*WORK ORDER*: Give back the whole listing exactly as it is written.

++++++++++++++++++++

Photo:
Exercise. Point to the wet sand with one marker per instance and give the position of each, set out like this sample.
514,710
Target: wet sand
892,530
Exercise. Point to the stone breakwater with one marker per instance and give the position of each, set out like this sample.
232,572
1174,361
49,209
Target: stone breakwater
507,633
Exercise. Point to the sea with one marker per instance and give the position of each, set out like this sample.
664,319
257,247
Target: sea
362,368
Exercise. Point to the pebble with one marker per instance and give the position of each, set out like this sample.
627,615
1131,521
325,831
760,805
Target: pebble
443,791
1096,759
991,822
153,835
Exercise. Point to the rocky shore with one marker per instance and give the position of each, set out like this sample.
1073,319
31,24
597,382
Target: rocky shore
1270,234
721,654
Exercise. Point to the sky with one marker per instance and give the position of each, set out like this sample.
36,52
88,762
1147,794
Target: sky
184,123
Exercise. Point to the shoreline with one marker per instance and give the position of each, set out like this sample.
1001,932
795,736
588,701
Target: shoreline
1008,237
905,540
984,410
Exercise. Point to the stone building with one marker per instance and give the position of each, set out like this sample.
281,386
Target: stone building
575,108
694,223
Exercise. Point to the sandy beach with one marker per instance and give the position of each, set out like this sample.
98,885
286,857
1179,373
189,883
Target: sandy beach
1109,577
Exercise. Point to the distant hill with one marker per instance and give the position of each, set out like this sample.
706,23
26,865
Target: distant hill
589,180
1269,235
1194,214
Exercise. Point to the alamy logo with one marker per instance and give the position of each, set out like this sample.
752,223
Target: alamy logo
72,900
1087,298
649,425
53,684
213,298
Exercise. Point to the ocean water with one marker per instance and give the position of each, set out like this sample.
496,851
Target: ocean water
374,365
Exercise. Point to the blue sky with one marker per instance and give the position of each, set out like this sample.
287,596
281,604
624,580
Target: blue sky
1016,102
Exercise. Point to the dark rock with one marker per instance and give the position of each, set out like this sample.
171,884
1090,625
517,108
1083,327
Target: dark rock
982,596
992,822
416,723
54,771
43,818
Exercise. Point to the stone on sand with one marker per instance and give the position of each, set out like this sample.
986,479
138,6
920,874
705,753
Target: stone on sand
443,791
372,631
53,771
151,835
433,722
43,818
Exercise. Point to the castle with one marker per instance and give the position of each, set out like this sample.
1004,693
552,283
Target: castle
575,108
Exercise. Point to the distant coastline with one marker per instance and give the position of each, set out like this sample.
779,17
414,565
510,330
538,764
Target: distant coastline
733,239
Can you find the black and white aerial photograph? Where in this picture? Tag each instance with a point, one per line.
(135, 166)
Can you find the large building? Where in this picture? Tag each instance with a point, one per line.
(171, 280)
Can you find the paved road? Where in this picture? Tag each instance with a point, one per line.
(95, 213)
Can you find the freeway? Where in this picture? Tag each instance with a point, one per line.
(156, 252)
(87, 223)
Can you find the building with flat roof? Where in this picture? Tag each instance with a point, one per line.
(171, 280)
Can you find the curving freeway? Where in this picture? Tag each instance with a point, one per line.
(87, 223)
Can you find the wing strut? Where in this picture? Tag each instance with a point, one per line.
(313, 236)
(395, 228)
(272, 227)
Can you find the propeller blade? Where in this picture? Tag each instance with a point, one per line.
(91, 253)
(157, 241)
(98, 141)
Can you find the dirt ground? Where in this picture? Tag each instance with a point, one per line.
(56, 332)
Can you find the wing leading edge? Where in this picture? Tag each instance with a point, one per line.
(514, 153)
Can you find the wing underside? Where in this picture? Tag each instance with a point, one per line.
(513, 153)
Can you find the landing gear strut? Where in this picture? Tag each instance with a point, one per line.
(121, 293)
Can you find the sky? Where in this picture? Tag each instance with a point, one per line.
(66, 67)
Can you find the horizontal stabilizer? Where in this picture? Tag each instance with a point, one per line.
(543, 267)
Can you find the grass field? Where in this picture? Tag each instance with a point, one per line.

++++++++++++++++++++

*SOLUTION BELOW*:
Photo:
Exercise. Point to the wet sand with one marker per instance and give the position of each, set out like this sample.
514,710
Target: wet sand
892,530
Exercise. Point to the stone breakwater with one marker per instance and give the position of each, set out like this sample.
232,572
1174,361
49,209
Target: stone breakwater
507,633
Exercise. Point to the sea with one marker per instance and give the position of each, set out like this sample.
664,319
257,247
Target: sea
362,368
Exercise. Point to the pebble with one marker per instance and give the position of each, set out like this sample.
627,615
1131,521
325,831
760,805
Target: pebble
443,791
1096,759
991,822
153,835
Exercise. Point to the rocky shore with one marker per instance and give the position of each, set out like this sample.
1073,319
31,24
597,382
Target: rocky shore
1270,234
721,654
Exercise. Point to the sky with one marker per instance and give the position of each, set out like this sample.
36,52
88,762
1147,794
Target: sky
184,123
Exercise. Point to the shoreline with one marker per instance and give the position of each, set out like this sample.
1001,932
795,736
588,701
Target: shoreline
1008,237
905,540
984,410
Exercise. Point to the stone building with one marker per instance and give the position of each, set out like this sample.
281,386
Target: stone building
575,108
694,223
Exercise. Point to the sandy beach with one marker per instance and give the position of each, set out like this sample.
98,885
286,857
1179,373
189,883
Target: sandy beach
1109,577
Exercise. Point to the distant hill with one marker per instance and give the position of each, set out like this sample.
706,23
26,865
Target: distant hill
589,180
1269,235
1194,214
Exercise. Point to the alamy logo with one marker per instance and give the position of each, set out like this sample.
752,223
Target: alamy logo
72,900
1087,298
649,425
53,684
213,298
Exercise. Point to the ocean water with one marker per instance and give the position of each, set out like this sample.
496,851
Target: ocean water
374,365
Exercise. Point to the blue sky with one marker per instance and give the position of each, set out like this sample.
287,596
281,604
624,580
Target: blue sky
1016,102
Exercise. Point to the dark rock with one marker per instance and give the position of each, set out like this sample.
171,884
1090,625
517,108
1083,327
Target: dark rock
982,596
992,822
416,723
54,771
43,818
Exercise. Point to the stone on sand with one marker per instance and give the position of each, set out like this sample.
986,479
138,6
920,874
705,753
Target: stone on sand
443,791
372,631
53,771
151,835
433,722
43,818
Exercise. Point to the castle with one marker per instance and give the position of each, set out like this sample.
1004,693
552,283
Target: castle
575,108
Exercise. Point to the distant coastline with one marker per instance and give the position of each, set out like this sample.
779,17
414,565
510,330
538,764
Target: distant coastline
733,239
Can you find the black and white aerial photograph? Where in this picture? Tag each instance with a point, one per line.
(135, 166)
Can you find the large building? Where in this picture? Tag each instance with a point, one per line.
(171, 280)
Can you find the paved road? Where in this picture? Tag each instance with a point, one per line.
(95, 213)
Can you find the freeway? Where in this picture? Tag each instance with a point, one per line.
(156, 252)
(87, 223)
Can you find the building with flat roof? Where in this picture? Tag each instance with a point, one per line.
(171, 280)
Can you find the curving freeway? Where in this picture? Tag each instance with a point, one per line.
(87, 223)
Can you find the wing strut? Where in this picture? Tag each instance with a point, one per line.
(313, 236)
(395, 228)
(272, 227)
Can you find the propeller blade? Where in this picture? Tag each instance with a point, one per line.
(91, 253)
(157, 241)
(98, 141)
Can you find the dirt ground? Where in this picture? Tag each instance with a point, one per line.
(56, 332)
Can you find the wing leading edge? Where in this picture? Tag each instance with a point, one per line.
(514, 153)
Can you find the wing underside? Where in this picture? Tag each instance with a point, one per line.
(513, 153)
Can you find the landing gear strut? Where in this picture? Tag each instance with a point, one per line.
(121, 293)
Can you find the sky? Where in this picture? Tag each instance with a point, one per line.
(66, 67)
Can you find the horizontal stabilizer? Where in this picture? Tag each instance with a point, one per line.
(543, 267)
Can you find the grass field? Where in this picture? Tag each instance with a point, one per line.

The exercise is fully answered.